= Beginning of Section =
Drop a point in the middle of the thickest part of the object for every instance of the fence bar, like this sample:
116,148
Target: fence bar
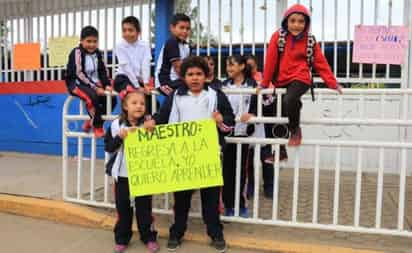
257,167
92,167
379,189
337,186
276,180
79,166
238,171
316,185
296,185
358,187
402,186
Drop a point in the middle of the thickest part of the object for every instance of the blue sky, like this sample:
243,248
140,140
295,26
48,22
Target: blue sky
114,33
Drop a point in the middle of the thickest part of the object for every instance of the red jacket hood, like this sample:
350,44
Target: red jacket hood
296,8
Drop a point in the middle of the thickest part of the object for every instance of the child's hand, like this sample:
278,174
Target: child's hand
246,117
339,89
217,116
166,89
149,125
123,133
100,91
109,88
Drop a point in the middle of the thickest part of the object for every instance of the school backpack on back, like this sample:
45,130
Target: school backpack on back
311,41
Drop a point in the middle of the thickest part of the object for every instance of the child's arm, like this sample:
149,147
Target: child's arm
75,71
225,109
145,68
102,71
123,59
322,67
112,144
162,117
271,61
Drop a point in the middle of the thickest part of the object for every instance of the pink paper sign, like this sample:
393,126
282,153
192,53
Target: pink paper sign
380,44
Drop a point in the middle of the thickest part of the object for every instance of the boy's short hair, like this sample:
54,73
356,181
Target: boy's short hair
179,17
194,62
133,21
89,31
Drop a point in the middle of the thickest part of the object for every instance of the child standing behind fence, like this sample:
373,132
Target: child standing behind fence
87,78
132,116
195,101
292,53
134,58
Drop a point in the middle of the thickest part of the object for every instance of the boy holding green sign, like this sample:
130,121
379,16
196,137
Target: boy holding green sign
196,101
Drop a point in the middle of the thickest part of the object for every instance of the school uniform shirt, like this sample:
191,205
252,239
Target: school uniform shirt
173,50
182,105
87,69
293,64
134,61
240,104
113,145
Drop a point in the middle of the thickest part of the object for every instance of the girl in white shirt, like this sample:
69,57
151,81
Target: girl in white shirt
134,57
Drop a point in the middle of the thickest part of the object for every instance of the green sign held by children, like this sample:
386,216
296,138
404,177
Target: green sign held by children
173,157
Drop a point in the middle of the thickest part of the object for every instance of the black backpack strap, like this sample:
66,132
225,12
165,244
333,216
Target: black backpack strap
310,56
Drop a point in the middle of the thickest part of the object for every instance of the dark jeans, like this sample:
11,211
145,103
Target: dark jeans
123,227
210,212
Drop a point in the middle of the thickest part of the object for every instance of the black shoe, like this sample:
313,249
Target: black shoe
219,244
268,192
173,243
= End of Section =
= Beginning of Section =
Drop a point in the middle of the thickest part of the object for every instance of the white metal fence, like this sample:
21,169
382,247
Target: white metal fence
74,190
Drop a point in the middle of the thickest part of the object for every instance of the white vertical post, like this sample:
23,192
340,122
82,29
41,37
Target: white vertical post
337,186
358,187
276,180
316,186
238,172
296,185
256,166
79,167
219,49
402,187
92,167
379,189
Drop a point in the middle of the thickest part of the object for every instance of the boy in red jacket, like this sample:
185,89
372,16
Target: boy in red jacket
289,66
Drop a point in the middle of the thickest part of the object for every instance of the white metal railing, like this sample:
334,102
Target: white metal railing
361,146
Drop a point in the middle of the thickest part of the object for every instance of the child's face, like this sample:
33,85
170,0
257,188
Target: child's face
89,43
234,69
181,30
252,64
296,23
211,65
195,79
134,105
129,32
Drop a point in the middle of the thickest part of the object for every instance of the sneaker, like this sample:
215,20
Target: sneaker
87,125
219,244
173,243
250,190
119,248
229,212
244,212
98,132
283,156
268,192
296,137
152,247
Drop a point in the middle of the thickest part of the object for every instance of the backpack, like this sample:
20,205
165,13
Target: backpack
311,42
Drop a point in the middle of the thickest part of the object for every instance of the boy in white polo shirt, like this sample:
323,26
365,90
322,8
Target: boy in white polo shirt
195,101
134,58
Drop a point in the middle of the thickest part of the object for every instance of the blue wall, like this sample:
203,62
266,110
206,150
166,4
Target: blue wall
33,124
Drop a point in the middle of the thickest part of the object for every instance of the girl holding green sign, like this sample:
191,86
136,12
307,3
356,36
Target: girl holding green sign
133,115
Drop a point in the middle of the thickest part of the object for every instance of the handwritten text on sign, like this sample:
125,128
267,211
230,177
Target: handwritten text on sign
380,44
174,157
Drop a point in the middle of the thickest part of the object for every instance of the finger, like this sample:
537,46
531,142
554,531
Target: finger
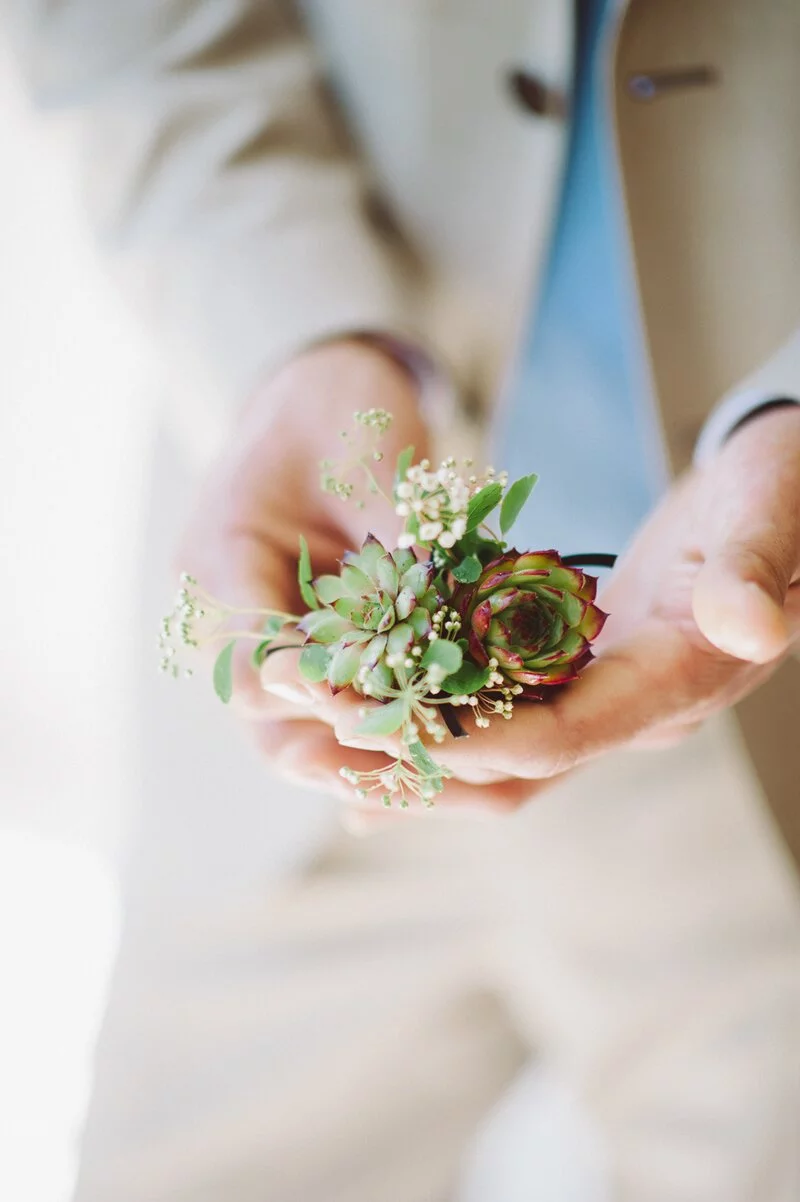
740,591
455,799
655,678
= End of Section =
= Beginning of Section =
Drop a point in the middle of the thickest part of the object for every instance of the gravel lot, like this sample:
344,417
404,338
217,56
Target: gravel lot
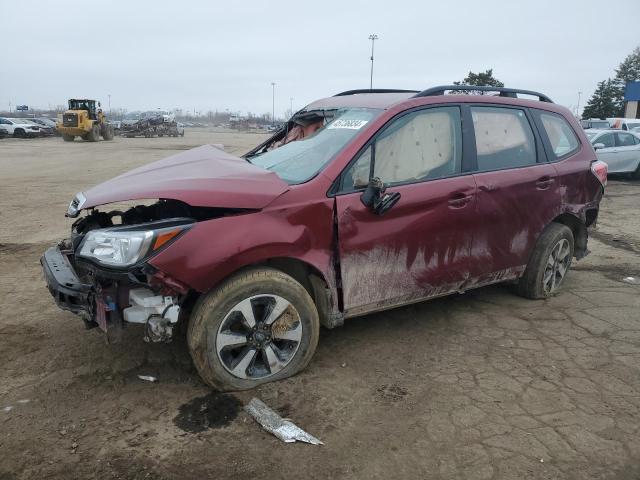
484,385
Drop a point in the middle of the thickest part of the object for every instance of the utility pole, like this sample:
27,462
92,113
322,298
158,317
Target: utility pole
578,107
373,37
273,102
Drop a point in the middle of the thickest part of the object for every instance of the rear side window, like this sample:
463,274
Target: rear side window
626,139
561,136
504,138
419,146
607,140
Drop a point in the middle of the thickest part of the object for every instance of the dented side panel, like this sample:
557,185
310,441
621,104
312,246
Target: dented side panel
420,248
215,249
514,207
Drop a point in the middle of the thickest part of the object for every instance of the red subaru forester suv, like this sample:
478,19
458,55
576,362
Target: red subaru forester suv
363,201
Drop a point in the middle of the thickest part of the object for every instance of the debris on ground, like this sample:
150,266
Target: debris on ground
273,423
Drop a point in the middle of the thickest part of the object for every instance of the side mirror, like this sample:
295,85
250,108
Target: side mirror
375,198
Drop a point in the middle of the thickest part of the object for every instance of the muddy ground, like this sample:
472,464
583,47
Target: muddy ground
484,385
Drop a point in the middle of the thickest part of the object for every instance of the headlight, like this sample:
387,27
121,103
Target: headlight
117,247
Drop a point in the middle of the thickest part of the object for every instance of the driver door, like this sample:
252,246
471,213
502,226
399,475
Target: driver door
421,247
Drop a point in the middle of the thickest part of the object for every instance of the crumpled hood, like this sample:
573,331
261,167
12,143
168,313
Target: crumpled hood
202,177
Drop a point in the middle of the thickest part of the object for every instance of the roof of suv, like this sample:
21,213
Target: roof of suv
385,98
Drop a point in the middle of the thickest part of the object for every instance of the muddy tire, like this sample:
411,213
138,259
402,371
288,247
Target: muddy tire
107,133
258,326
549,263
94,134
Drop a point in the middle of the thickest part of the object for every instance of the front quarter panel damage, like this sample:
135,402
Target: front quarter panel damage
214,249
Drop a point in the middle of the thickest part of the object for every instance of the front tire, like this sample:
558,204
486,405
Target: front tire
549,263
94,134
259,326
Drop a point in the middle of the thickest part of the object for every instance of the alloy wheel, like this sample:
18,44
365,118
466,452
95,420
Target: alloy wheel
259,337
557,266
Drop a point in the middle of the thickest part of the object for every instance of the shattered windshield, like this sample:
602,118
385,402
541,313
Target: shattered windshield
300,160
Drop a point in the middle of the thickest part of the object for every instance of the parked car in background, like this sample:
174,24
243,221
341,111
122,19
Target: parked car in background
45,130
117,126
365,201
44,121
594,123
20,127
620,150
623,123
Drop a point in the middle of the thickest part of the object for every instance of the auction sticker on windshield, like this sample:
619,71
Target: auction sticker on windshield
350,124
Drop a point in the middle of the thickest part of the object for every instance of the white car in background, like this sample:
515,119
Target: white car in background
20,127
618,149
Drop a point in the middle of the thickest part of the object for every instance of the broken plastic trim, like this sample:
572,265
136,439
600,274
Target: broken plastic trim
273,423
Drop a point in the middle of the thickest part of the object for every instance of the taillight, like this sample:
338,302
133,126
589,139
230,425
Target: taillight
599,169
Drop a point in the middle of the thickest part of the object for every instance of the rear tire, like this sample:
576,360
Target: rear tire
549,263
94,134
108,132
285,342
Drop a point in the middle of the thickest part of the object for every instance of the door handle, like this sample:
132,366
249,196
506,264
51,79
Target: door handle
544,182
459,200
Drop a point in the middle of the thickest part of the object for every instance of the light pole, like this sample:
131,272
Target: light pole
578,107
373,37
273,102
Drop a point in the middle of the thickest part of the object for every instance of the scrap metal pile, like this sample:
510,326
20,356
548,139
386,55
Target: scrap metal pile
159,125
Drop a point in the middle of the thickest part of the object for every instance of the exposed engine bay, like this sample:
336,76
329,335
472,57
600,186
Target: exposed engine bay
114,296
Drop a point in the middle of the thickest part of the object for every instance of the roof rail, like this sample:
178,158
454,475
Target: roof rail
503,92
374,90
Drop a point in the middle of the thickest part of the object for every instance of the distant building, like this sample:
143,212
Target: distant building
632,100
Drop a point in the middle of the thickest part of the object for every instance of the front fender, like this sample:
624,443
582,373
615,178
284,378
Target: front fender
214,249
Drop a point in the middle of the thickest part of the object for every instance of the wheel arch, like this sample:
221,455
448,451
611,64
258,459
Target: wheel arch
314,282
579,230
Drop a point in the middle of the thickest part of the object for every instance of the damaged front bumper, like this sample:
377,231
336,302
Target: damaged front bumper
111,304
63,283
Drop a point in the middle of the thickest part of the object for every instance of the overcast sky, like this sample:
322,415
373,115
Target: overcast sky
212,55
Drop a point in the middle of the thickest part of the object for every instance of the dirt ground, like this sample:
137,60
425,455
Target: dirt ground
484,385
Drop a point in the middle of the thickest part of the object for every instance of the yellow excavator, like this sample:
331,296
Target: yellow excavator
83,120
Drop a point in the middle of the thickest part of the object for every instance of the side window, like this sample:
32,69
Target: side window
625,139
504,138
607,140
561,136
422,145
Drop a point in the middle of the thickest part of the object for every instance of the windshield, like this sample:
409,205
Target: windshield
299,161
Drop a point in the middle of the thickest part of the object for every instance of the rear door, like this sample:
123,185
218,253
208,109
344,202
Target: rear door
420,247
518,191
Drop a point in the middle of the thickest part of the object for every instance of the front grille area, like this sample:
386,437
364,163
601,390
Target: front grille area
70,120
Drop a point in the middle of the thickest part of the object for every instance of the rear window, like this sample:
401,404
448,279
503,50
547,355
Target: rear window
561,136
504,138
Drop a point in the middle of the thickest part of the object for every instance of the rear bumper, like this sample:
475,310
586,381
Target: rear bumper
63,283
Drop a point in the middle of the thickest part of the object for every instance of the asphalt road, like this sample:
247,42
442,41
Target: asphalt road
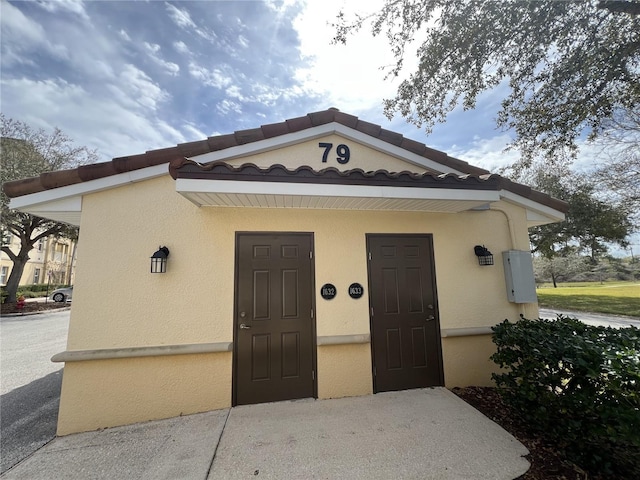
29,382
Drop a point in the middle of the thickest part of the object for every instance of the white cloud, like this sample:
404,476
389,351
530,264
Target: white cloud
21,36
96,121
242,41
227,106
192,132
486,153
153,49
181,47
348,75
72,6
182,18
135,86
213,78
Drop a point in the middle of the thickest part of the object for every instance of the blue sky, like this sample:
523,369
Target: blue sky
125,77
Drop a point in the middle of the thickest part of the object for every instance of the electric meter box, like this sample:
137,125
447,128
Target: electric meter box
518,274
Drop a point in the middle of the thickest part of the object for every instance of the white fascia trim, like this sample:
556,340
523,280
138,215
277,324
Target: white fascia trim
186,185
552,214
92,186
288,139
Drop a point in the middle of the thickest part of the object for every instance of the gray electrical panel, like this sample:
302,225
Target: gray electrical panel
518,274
= End of Section =
= Required work =
Look above for the line holding "the taillight, like" and the line holding "rear tire, like", then output exactly those two lines and every line between them, nothing more.

= Output of the task =
Drop a point in the middle of the thickest part of the object for every instance of the taillight, like this sample:
338,302
133,126
589,139
230,425
Target: taillight
599,169
Drop a point in the middle of the thickest part of the object for every instance of the rear tire, like this sample:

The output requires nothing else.